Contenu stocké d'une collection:
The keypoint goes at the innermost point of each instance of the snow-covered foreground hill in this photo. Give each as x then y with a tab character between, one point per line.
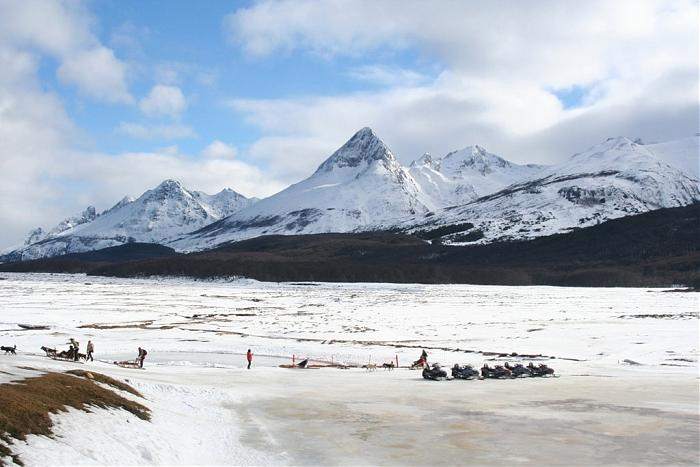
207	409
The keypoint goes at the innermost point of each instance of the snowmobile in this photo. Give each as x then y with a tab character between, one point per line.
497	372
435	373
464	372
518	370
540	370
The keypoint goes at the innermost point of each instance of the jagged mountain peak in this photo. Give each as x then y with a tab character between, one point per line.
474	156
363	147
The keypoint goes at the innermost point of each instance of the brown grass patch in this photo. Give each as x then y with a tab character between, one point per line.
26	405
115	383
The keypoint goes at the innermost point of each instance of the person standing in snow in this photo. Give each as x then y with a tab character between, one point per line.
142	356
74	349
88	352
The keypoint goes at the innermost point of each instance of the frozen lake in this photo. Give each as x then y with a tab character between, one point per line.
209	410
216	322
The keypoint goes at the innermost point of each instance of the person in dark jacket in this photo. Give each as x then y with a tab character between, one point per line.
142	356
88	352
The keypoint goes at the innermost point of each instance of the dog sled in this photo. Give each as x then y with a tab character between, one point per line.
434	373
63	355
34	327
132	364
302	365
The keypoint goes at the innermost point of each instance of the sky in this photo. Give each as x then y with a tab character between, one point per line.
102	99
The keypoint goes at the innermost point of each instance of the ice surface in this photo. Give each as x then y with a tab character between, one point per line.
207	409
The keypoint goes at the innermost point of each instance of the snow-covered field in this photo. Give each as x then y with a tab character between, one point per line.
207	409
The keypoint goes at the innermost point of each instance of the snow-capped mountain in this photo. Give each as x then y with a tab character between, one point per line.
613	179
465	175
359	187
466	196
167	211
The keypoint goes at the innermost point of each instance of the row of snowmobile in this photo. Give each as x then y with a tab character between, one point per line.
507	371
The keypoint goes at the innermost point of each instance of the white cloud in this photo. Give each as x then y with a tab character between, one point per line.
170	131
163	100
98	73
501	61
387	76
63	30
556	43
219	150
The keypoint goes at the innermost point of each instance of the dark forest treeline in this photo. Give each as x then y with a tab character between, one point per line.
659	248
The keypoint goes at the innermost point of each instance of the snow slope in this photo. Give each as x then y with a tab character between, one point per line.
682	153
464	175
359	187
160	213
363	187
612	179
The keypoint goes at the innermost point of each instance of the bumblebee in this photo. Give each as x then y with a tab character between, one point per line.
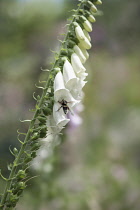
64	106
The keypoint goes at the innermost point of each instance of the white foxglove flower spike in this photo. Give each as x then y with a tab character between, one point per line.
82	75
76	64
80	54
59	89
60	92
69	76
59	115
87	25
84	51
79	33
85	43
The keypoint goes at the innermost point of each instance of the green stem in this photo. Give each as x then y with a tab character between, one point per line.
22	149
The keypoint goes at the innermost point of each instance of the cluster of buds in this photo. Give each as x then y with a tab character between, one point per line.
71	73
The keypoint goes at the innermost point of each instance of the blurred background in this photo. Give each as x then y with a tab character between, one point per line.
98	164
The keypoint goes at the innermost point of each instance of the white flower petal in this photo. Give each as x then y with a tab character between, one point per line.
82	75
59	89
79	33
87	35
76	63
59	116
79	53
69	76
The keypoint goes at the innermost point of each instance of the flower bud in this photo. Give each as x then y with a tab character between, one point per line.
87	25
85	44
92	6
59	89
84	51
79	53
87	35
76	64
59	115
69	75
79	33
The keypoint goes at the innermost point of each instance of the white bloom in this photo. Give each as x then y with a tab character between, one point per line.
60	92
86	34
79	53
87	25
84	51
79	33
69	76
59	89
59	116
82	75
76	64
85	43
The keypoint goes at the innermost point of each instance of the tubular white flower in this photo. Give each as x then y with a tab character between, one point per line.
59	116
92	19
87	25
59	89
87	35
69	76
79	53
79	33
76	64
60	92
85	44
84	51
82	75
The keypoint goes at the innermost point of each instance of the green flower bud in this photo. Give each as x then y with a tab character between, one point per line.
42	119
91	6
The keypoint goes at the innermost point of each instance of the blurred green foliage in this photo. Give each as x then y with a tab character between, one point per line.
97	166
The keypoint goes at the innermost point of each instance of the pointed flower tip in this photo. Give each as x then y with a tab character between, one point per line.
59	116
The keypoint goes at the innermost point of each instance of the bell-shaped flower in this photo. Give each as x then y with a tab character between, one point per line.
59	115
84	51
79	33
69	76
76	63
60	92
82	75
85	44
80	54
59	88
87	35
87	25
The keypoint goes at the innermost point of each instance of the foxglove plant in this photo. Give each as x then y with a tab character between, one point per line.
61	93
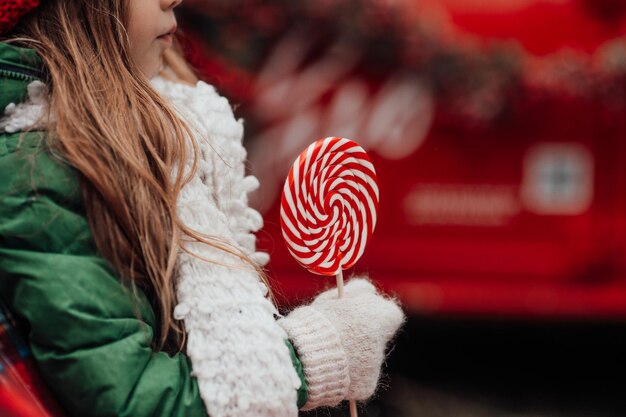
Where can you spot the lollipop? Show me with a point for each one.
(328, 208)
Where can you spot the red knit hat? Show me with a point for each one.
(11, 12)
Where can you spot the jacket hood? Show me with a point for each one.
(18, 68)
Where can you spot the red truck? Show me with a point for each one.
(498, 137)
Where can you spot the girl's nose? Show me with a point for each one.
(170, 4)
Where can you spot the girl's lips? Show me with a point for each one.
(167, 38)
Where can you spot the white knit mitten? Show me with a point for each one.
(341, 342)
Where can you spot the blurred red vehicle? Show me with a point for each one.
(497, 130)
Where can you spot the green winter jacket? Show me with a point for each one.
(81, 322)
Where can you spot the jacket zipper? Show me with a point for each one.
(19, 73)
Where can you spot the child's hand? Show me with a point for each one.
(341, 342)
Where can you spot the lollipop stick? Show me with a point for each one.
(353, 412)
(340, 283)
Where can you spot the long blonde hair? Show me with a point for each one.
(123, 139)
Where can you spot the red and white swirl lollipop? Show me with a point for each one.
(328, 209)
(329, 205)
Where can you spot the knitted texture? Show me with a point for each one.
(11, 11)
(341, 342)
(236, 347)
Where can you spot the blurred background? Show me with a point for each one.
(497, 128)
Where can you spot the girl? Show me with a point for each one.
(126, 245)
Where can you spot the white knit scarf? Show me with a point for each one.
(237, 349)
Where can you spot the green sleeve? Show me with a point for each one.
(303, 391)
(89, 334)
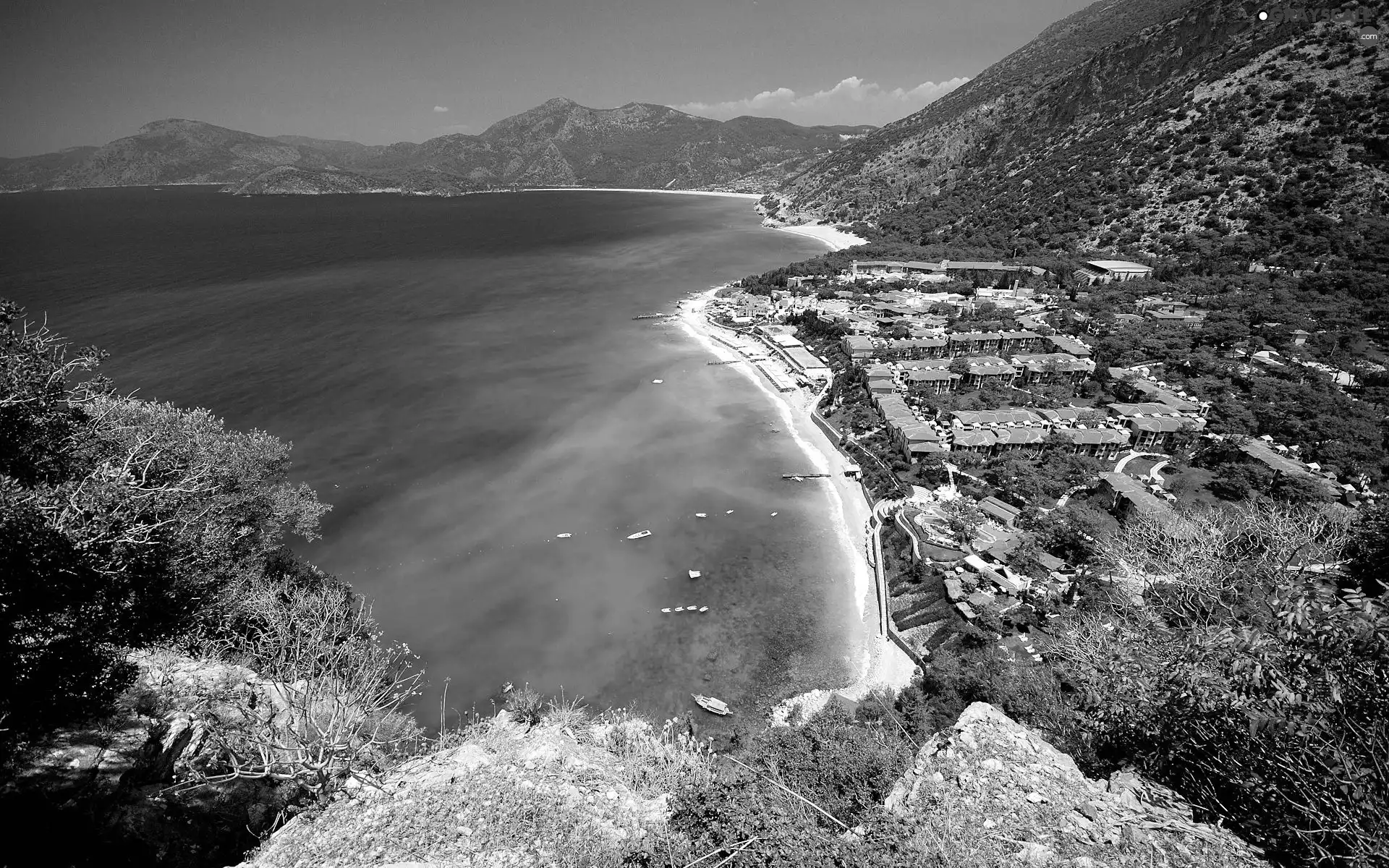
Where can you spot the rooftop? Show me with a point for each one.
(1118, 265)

...

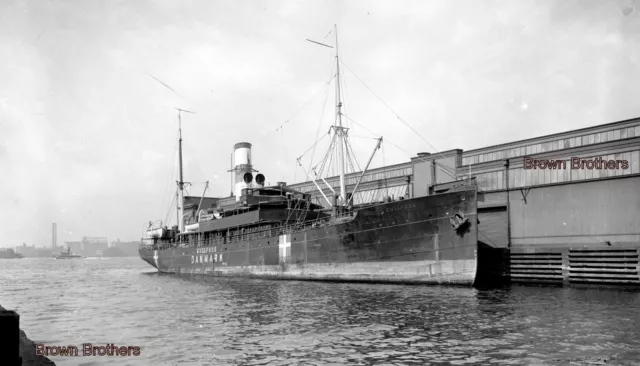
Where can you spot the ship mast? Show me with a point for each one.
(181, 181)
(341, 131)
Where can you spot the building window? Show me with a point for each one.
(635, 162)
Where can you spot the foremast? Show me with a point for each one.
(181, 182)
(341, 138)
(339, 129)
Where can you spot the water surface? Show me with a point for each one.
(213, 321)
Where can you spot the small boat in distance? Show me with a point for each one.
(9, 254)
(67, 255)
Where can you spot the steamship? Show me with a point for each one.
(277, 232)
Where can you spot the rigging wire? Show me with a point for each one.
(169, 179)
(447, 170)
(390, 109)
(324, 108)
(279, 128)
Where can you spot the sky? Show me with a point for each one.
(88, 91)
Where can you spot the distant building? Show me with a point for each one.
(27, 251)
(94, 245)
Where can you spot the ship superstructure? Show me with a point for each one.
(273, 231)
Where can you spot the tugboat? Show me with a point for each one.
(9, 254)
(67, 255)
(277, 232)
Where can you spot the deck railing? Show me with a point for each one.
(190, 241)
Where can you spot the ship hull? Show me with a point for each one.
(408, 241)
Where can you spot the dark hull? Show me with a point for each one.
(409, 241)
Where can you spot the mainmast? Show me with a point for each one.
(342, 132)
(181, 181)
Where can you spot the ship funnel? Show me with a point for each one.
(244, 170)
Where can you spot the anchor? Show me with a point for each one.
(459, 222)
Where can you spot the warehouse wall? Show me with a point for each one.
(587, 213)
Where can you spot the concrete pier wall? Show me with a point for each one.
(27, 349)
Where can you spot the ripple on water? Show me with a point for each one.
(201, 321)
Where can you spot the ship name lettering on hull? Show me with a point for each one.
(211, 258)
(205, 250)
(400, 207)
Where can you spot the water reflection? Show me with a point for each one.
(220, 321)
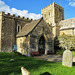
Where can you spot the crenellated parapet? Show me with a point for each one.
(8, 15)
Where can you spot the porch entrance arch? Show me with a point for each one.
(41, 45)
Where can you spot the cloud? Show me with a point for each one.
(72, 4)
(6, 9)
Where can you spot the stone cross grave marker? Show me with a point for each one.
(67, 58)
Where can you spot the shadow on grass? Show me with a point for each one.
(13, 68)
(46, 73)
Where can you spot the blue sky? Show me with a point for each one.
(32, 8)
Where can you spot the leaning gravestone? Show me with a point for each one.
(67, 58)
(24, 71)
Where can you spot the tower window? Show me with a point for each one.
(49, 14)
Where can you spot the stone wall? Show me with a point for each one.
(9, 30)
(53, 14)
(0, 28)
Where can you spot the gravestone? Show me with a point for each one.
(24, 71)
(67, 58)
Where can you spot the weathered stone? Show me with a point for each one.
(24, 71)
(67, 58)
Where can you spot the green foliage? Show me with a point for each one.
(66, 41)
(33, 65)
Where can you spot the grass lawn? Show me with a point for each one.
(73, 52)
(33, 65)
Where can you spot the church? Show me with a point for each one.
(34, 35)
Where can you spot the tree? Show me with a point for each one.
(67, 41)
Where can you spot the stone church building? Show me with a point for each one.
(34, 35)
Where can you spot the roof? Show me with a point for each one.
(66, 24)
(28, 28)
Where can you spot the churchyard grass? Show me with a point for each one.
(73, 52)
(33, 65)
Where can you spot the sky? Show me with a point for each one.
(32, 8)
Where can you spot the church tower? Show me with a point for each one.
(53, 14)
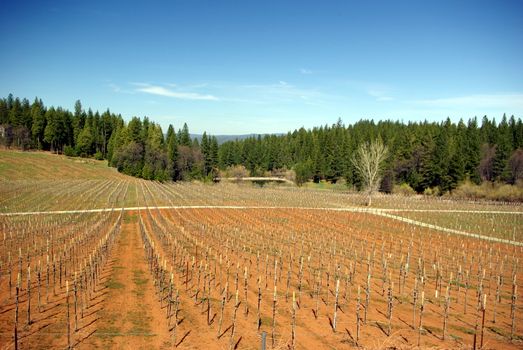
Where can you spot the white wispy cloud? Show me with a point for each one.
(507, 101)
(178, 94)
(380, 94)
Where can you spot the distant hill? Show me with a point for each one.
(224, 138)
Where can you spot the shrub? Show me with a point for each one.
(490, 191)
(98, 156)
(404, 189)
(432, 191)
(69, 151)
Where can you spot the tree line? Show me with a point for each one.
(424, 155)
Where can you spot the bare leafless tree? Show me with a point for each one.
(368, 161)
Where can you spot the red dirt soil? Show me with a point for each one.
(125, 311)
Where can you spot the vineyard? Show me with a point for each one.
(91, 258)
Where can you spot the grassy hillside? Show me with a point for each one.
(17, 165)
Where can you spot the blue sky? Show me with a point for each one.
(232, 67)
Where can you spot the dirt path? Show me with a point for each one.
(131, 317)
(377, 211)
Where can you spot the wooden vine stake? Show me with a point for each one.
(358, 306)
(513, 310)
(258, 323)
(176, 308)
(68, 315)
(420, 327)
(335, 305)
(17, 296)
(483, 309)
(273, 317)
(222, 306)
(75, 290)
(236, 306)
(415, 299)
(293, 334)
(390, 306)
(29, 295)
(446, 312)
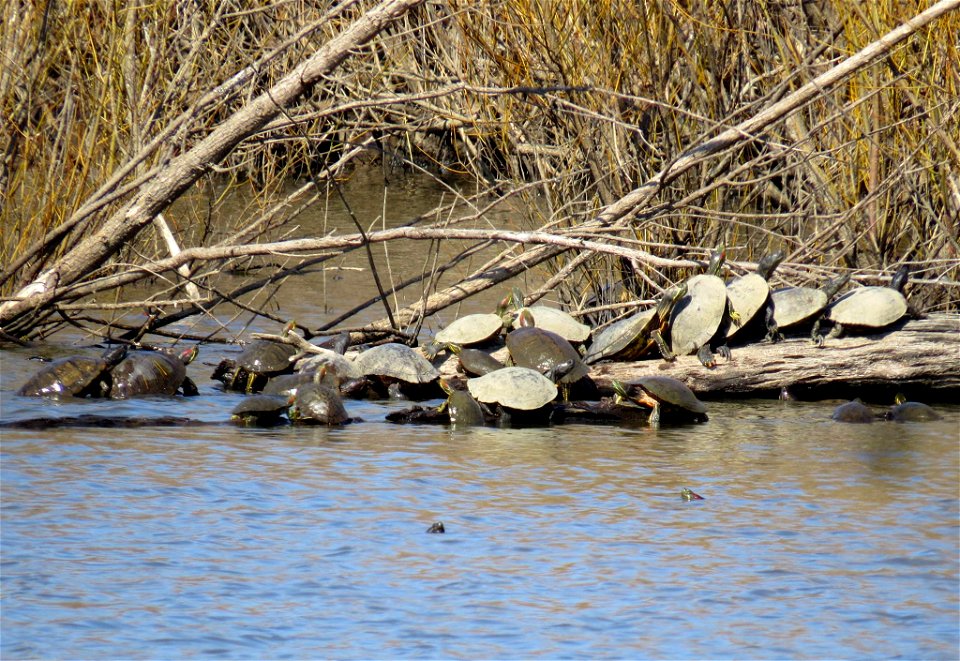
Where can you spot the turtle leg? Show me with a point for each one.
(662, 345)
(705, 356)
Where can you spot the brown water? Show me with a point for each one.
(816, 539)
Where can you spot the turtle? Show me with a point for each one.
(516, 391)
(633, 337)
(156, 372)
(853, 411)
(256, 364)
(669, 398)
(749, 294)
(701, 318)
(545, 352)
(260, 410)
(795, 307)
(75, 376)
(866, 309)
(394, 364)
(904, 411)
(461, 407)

§ **Travail à réaliser**
Indiquez uniquement le nombre de lignes des données ci-dessus qui contiennent la chaîne « green ». La casse compte.

§ **Résultat obtenu**
6